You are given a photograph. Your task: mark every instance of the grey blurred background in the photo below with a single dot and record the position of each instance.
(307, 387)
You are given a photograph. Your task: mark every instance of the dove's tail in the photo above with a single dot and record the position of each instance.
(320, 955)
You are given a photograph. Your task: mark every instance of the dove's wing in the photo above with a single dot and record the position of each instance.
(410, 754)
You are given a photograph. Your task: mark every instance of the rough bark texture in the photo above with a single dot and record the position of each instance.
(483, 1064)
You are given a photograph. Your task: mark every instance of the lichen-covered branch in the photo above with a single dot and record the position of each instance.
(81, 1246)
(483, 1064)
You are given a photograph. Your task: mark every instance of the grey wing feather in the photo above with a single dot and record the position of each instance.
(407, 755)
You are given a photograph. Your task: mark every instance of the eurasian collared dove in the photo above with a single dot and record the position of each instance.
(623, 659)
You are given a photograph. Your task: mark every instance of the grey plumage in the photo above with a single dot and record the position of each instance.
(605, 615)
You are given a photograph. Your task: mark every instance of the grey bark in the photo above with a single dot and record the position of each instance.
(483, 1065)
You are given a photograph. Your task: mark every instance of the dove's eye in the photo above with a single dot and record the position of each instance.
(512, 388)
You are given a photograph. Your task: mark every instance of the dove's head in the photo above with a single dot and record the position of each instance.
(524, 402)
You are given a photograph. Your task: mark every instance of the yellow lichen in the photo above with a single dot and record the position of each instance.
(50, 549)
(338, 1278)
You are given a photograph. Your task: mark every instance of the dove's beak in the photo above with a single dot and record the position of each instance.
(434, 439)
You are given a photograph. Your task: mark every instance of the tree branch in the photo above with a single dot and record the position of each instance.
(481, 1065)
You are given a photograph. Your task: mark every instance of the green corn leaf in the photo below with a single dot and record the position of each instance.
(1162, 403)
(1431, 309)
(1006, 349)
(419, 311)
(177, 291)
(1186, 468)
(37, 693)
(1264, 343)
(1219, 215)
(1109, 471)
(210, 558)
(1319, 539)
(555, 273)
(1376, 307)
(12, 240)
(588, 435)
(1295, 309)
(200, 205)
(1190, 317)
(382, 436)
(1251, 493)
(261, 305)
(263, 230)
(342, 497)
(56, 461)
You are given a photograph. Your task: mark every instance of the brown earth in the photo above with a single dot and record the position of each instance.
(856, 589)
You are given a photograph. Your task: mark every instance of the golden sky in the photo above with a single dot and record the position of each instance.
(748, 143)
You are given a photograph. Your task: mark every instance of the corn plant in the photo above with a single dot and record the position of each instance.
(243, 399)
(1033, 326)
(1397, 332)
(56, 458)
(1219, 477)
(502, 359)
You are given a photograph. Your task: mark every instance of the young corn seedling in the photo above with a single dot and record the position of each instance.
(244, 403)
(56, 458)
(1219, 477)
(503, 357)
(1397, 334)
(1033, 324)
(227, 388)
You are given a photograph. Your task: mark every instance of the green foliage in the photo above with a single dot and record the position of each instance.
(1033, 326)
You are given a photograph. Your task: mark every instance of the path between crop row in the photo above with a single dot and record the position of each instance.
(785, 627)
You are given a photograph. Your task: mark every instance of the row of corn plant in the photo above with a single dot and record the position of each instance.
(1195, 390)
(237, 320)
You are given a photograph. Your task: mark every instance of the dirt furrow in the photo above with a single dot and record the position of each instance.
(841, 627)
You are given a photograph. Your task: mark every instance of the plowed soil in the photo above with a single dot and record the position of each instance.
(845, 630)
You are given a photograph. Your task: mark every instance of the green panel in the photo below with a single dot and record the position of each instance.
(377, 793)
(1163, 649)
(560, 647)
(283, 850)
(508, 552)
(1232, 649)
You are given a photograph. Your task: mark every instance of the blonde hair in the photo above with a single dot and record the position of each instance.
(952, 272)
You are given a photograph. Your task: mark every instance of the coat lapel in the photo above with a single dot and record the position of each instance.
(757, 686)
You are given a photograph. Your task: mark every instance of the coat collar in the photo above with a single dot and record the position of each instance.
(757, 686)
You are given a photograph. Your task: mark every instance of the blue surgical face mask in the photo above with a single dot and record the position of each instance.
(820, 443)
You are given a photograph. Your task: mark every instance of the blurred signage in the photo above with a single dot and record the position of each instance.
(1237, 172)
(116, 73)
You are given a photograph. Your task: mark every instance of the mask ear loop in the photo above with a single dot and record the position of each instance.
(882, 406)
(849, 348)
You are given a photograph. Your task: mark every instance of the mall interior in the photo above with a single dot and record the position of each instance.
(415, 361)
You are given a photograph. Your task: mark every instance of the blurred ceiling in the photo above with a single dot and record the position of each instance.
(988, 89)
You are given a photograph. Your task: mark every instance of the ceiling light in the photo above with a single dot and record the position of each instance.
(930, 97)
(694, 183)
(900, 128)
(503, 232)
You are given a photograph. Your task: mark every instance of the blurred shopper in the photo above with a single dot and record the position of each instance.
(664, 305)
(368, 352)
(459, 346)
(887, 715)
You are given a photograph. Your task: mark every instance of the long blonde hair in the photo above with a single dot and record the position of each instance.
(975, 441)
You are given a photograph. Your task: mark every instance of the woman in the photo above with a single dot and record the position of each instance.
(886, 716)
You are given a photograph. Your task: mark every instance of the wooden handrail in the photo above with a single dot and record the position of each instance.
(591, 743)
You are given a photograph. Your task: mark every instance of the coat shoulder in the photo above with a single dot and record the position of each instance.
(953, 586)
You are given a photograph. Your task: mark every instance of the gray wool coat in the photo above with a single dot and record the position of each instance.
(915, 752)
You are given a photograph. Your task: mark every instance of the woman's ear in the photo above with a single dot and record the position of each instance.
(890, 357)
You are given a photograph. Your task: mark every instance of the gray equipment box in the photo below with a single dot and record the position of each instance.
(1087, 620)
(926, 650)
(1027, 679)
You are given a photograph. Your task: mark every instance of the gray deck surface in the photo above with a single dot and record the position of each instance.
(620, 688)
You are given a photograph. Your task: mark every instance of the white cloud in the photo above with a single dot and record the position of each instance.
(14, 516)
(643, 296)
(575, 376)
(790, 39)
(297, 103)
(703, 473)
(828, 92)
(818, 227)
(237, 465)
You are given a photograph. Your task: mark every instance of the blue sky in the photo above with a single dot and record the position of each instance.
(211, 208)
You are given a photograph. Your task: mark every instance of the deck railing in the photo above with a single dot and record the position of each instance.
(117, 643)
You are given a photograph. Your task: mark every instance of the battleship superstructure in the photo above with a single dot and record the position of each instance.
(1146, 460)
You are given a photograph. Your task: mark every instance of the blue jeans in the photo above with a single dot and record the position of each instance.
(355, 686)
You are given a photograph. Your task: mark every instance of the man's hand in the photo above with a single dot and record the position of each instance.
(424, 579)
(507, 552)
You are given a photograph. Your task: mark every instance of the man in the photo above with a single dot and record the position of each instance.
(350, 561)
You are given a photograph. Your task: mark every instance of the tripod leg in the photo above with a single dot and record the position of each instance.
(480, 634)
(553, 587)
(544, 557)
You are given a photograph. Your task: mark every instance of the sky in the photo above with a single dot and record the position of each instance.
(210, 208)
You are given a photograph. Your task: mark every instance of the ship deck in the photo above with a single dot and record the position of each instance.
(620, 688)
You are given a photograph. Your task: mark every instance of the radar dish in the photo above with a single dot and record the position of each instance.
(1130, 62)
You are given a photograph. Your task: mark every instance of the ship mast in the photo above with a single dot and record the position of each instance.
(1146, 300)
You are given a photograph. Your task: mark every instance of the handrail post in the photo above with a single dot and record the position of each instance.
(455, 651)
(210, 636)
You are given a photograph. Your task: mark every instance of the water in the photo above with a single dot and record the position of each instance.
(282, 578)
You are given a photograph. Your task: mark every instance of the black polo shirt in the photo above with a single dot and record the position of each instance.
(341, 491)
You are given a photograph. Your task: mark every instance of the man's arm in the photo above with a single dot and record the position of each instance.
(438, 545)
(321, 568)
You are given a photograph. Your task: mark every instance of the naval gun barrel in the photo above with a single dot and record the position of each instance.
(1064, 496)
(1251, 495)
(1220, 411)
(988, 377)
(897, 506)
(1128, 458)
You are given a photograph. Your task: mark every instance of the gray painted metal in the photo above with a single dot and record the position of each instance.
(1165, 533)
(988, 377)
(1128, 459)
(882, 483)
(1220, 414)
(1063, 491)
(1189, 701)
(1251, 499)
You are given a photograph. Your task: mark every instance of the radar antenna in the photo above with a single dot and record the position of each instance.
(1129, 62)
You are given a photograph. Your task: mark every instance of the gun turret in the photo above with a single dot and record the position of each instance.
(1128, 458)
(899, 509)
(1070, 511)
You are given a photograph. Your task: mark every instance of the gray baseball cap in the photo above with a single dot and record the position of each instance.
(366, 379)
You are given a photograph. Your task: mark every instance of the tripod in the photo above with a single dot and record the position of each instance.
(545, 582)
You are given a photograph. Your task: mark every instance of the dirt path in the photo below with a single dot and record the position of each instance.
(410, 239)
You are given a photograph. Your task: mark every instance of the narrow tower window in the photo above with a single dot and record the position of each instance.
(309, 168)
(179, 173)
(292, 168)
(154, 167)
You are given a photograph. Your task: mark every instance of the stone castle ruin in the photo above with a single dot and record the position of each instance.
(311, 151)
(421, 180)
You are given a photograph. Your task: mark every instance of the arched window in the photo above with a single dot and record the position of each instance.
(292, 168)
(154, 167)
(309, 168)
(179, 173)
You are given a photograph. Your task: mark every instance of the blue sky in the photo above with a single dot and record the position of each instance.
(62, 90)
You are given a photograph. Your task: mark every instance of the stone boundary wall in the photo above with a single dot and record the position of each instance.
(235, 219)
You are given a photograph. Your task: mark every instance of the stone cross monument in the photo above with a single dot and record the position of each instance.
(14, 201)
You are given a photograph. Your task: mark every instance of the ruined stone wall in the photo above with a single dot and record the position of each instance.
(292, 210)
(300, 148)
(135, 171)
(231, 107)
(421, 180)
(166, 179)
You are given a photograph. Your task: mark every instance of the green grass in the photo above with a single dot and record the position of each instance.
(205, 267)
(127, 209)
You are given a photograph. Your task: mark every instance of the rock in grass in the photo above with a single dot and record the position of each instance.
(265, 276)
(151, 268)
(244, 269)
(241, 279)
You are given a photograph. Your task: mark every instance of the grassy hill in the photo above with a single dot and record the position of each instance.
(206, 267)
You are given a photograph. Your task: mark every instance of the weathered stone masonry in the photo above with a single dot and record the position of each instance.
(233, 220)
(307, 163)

+ + + + +

■ **TASK REQUIREMENTS**
Go back to the data above and please quote exactly, and only, the lines from the line with "the stone castle" through its last line.

■ **WRITTEN RESPONSE**
You are given a photograph. Your task: mark every instance of the stone castle ruin in the photo above with a single dot and record the position of each instance.
(311, 151)
(421, 180)
You are given a photograph. Your task: mark every instance of the arched window in the photo above with a single dot and record the position of each instance.
(292, 168)
(154, 167)
(309, 168)
(179, 173)
You are given a photograph. Your task: mark every instance of the blue sky in the photo above with a single dot and record the position of each instance.
(62, 90)
You are given a photograph. Your task: mark every instance of the stone boundary wall in the photo above with a single dot and record the position of each instance.
(235, 219)
You are given a photograph. Your task: mark every instance of the stone cross monument in the photo above with a single dot and record the position of each instance.
(14, 201)
You are given a photograph. Your task: mark every instance of the ruined stone wall in the photo above with a single dot and record the position of each instance.
(292, 210)
(300, 148)
(135, 171)
(231, 107)
(421, 180)
(166, 179)
You are given a photograph. Your task: mark every instance of the green grass in the photo above with a single dot and record the position of each instance.
(205, 267)
(127, 209)
You are given a photograph. Your task: mark every instance of the rock in grass in the photo above with a single dot and record the position of each instance.
(265, 276)
(151, 268)
(244, 269)
(241, 279)
You are given a photograph. Your task: mark every instance of the grassy hill in the photo above with a single dot and record the position of each instance.
(206, 267)
You are given a photograph. Your task: mark every instance of the weathered stone masonry in the photo above with a single dot and record the position of each instance.
(233, 220)
(307, 163)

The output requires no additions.